■ Exercise
Show every line of the data that includes the word "Draw".

■ Raw data
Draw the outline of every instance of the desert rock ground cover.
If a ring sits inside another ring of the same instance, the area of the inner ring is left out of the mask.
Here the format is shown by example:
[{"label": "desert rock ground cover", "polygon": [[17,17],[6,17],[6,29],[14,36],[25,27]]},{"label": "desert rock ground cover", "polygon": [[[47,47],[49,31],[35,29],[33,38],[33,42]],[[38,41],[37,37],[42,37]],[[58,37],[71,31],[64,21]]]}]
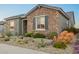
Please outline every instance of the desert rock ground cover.
[{"label": "desert rock ground cover", "polygon": [[67,54],[71,54],[73,53],[73,45],[67,45],[66,49],[57,49],[53,47],[53,42],[52,40],[48,40],[48,39],[43,39],[44,43],[46,44],[46,46],[42,45],[42,47],[40,47],[40,43],[42,38],[30,38],[30,37],[24,37],[23,39],[16,37],[16,36],[12,36],[9,38],[10,40],[5,41],[5,38],[0,38],[0,43],[5,43],[5,44],[10,44],[10,45],[14,45],[14,46],[20,46],[23,48],[30,48],[33,50],[37,50],[37,51],[43,51],[46,53],[53,53],[53,54],[62,54],[62,53],[67,53]]},{"label": "desert rock ground cover", "polygon": [[45,36],[40,33],[26,33],[25,36],[11,36],[0,34],[0,43],[29,48],[53,54],[74,53],[74,43],[77,36],[71,31],[56,32]]}]

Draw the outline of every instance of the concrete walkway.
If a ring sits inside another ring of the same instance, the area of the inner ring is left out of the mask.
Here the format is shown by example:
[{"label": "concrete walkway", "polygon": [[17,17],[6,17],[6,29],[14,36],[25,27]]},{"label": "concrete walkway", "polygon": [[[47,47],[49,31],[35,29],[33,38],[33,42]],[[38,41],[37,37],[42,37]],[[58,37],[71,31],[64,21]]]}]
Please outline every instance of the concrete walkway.
[{"label": "concrete walkway", "polygon": [[0,44],[0,54],[45,54],[45,53],[32,49],[26,49],[7,44]]}]

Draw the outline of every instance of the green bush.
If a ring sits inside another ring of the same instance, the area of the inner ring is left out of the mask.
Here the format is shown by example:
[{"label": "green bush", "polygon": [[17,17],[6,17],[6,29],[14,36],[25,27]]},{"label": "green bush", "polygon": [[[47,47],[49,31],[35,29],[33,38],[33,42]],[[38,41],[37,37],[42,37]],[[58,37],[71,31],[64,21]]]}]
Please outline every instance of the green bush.
[{"label": "green bush", "polygon": [[45,47],[45,46],[46,46],[45,44],[39,43],[37,47],[38,47],[38,48],[41,48],[41,47]]},{"label": "green bush", "polygon": [[16,43],[24,44],[24,41],[22,39],[16,39]]},{"label": "green bush", "polygon": [[41,43],[39,43],[37,47],[38,47],[38,48],[46,47],[46,43],[44,42],[43,39],[41,39]]},{"label": "green bush", "polygon": [[9,37],[6,37],[5,39],[4,39],[4,41],[9,41],[10,40],[10,38]]},{"label": "green bush", "polygon": [[25,36],[26,37],[32,37],[33,33],[32,32],[29,32],[29,33],[25,33]]},{"label": "green bush", "polygon": [[6,35],[7,35],[8,37],[12,36],[11,32],[7,32]]},{"label": "green bush", "polygon": [[23,42],[27,44],[28,43],[28,40],[25,39],[25,40],[23,40]]},{"label": "green bush", "polygon": [[35,33],[33,35],[34,38],[45,38],[46,36],[44,34],[40,34],[40,33]]},{"label": "green bush", "polygon": [[65,49],[67,47],[67,45],[63,42],[56,42],[56,43],[54,43],[53,47],[59,48],[59,49]]},{"label": "green bush", "polygon": [[73,32],[74,34],[79,33],[79,30],[76,29],[75,27],[66,28],[66,29],[64,29],[64,30],[66,30],[66,31],[68,31],[68,32]]},{"label": "green bush", "polygon": [[53,39],[53,37],[54,36],[57,36],[58,34],[57,34],[57,32],[51,32],[50,34],[49,34],[49,38],[50,39]]}]

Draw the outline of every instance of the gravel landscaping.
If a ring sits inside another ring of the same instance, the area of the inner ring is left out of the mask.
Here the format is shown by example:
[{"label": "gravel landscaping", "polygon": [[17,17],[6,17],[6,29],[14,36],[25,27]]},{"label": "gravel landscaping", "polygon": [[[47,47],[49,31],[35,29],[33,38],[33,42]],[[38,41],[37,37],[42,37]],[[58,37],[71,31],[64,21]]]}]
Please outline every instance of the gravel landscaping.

■ Answer for this exercise
Draw the outline of every instance of the desert rock ground cover.
Draw the outline of every instance of the concrete walkway.
Draw the outline of every instance of the green bush.
Draw the outline of every instance of the gravel landscaping.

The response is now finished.